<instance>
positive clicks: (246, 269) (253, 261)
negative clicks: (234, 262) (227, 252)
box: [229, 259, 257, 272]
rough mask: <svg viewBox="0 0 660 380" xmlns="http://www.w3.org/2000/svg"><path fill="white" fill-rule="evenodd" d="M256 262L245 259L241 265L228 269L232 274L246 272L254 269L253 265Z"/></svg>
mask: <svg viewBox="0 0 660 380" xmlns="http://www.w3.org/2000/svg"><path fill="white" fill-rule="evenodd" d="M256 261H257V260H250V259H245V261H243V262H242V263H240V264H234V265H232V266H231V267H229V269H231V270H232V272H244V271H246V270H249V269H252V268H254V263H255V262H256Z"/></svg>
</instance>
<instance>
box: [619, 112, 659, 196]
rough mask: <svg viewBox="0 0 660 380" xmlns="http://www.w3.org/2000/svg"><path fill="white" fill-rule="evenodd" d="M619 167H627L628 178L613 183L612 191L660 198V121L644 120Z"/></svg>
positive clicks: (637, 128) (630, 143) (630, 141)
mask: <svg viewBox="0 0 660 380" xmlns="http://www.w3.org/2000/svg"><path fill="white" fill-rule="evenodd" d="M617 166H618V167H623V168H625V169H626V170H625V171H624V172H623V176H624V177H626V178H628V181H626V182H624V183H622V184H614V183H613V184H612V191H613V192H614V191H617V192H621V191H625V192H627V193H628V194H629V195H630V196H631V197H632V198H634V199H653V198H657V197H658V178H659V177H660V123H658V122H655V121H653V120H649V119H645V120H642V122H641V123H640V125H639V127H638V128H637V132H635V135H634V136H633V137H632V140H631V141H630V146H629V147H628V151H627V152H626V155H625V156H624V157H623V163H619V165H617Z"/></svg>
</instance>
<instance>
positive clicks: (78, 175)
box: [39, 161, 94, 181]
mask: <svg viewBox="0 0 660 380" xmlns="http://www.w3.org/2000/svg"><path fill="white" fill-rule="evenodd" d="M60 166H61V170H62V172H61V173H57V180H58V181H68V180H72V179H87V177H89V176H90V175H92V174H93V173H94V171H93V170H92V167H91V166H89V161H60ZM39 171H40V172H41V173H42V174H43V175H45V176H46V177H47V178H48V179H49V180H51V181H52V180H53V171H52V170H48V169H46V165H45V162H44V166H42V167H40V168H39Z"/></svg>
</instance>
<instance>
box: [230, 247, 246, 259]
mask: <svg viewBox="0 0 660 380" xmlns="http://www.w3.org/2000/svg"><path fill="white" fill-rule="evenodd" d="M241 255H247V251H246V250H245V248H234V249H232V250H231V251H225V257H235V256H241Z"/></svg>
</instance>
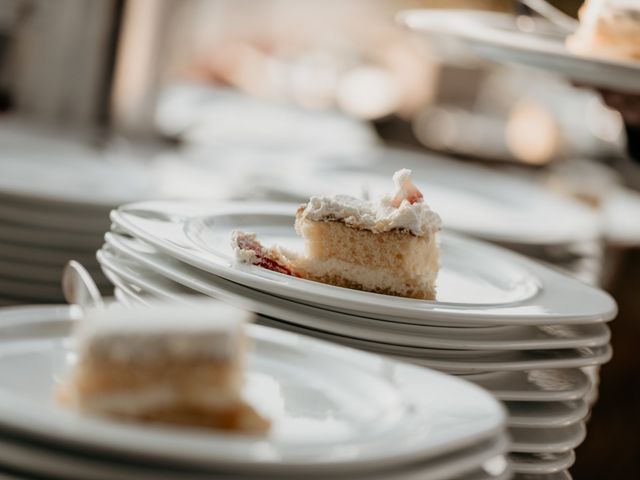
----
WHAT YOU WILL DO> Write out the material unchanged, from its first line through the line that contains "box: [229, 259, 257, 272]", both included.

REPLY TO THE EXERCISE>
<instance>
positive clicks: (246, 269) (253, 261)
negative clicks: (234, 262) (227, 252)
box: [229, 259, 257, 272]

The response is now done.